§ **YOUR INSTRUCTIONS**: Starting at the line that contains "the man's arm" and ending at the line that contains "of the trimmed", reproduce those lines with "innermost" replaced by "central" and everything else unchanged.

§ **TASK DATA**:

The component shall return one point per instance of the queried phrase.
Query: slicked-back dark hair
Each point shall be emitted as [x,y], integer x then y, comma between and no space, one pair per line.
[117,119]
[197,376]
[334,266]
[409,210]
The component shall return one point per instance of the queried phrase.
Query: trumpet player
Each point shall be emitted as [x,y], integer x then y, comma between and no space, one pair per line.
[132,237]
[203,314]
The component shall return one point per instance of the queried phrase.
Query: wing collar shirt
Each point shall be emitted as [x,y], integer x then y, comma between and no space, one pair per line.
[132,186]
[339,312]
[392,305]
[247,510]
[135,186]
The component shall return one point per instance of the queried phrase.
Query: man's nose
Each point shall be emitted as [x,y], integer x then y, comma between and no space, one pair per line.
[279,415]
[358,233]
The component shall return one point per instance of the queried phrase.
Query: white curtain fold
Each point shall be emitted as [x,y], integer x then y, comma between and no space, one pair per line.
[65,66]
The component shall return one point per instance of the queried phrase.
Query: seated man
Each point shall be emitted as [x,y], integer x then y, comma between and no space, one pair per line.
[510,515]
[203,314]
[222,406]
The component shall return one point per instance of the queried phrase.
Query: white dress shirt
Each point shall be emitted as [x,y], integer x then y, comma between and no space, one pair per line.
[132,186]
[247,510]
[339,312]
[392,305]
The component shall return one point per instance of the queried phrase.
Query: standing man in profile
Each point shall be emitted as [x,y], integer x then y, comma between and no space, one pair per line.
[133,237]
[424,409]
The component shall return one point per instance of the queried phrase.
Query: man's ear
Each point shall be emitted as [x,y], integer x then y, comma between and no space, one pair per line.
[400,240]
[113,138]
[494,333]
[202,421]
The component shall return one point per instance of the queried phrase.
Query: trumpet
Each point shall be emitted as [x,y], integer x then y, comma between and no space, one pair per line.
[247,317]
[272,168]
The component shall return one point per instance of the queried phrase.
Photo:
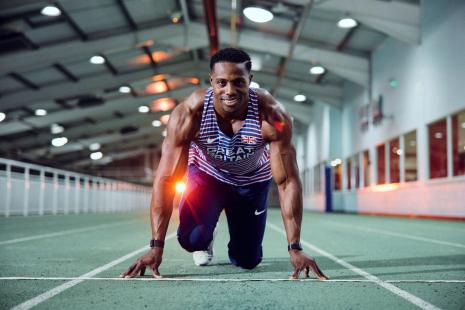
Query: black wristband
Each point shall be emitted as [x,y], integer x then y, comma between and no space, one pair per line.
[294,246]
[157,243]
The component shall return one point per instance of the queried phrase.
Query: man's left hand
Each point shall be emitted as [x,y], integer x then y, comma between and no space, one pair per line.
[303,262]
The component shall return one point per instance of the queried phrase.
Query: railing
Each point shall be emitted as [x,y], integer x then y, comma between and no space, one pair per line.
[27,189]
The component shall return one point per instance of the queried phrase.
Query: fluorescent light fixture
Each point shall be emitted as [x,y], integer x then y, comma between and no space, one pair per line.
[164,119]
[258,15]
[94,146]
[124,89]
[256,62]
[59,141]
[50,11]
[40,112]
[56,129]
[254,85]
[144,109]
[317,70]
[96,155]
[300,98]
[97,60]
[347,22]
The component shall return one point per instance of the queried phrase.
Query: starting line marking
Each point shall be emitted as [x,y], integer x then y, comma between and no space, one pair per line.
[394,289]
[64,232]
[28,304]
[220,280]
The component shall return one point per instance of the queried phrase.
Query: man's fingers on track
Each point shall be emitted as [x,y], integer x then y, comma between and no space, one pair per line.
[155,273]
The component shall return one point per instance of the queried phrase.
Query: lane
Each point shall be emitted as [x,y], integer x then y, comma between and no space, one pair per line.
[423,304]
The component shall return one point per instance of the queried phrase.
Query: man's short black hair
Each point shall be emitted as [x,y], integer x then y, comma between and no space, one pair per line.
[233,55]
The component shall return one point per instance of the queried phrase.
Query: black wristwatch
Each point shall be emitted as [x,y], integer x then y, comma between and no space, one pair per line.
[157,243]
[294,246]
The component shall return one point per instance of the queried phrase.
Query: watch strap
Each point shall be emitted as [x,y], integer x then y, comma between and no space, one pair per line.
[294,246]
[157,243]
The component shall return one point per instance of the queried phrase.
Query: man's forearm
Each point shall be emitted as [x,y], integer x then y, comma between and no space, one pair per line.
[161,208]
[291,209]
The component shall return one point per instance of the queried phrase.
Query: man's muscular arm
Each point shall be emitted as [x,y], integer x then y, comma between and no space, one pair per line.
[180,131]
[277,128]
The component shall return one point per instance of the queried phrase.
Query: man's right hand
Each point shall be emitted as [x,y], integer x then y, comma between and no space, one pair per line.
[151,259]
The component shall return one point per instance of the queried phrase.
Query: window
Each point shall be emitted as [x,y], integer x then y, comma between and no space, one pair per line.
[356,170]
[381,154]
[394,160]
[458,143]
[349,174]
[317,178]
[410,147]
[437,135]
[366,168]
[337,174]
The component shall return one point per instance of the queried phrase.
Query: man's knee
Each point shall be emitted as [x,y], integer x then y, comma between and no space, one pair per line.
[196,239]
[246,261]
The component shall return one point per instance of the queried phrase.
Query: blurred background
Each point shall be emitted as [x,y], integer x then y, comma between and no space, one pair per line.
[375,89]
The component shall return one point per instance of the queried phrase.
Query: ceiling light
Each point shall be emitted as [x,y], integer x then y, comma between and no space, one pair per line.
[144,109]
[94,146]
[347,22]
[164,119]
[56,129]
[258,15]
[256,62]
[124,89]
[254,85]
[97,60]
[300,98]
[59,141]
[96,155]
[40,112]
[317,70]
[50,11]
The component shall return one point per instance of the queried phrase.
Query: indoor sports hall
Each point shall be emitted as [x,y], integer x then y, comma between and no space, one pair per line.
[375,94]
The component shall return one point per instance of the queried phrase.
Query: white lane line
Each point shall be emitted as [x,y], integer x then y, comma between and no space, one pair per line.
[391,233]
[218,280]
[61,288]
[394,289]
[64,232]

==

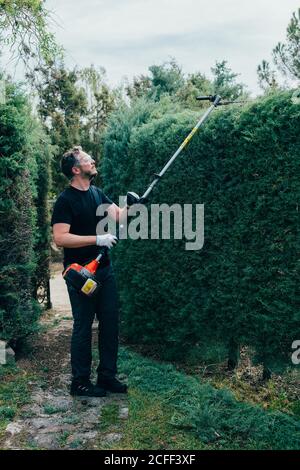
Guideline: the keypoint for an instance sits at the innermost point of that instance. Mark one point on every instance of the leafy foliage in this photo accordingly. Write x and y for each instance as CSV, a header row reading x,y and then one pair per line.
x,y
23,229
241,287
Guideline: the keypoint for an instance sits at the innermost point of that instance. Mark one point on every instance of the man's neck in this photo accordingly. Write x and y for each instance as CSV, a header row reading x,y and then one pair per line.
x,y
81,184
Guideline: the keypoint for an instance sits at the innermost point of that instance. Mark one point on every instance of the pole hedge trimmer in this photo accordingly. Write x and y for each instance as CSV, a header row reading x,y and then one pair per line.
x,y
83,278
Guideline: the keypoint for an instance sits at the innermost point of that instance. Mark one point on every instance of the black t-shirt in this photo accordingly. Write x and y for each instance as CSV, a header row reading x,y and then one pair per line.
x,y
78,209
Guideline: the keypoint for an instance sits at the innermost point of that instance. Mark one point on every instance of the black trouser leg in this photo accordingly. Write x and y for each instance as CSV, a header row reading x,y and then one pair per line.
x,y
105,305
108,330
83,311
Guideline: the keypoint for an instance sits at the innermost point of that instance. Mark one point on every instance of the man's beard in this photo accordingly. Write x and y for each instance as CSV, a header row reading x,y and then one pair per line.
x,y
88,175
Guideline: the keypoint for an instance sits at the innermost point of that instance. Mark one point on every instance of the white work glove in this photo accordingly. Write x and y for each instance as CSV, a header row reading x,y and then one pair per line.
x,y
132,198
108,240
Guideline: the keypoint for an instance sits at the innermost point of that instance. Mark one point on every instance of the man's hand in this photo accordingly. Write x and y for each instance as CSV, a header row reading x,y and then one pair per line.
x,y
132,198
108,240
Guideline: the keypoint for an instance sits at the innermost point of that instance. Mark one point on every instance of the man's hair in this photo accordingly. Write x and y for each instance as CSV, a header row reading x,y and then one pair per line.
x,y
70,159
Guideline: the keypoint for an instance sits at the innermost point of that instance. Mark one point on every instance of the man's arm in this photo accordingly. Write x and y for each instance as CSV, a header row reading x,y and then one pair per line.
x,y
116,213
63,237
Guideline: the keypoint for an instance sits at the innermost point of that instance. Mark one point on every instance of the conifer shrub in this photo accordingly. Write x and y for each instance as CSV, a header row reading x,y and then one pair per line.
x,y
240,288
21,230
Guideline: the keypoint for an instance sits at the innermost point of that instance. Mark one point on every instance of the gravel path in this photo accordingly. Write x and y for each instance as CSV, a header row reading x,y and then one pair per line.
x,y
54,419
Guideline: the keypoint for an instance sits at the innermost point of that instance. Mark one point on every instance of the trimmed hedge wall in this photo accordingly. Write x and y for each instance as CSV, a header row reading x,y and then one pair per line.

--

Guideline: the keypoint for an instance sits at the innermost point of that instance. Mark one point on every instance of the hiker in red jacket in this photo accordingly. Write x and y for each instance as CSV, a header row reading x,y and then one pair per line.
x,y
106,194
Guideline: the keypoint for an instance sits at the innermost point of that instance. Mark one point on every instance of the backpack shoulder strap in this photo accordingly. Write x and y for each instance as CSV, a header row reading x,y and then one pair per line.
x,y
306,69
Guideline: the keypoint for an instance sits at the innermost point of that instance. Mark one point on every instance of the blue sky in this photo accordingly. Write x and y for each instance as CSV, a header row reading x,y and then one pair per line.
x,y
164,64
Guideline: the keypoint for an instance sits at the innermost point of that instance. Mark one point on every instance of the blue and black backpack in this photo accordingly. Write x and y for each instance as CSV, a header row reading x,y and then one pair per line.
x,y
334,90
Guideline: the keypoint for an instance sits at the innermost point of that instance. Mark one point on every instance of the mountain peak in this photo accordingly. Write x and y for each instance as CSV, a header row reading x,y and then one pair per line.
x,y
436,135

§ **THE OUTPUT**:
Guideline: the keypoint for an instance sits at the central point of that instance. Mark one point on every instance of the man's arm in this photo accordingly. Write x and y for each instance as CSV, a header row reading x,y and then one pair per line.
x,y
116,213
63,237
Guideline: the keypoint for an instance sits at the central point of that instance. Mark one point on every instance of the conifer shrub in this photo accordingly. Write x and y for each instance as CSV, a header row reading x,y and then one pair per line.
x,y
240,288
21,230
Guideline: the keypoint for an instance sits at the central point of that instance. Mark one point on every instance of the gravel path in this photo accordingly. Write x and y for each instance as CSV, a header row reading x,y and then one pair per line.
x,y
54,419
Guideline: the keypoint for an instance sits at the central point of that instance. Mark one point on every instance of the trimmed hedge wall in this photo accordingly. Write x and y for each instance as CSV, a header row reading x,y and then one pair per line.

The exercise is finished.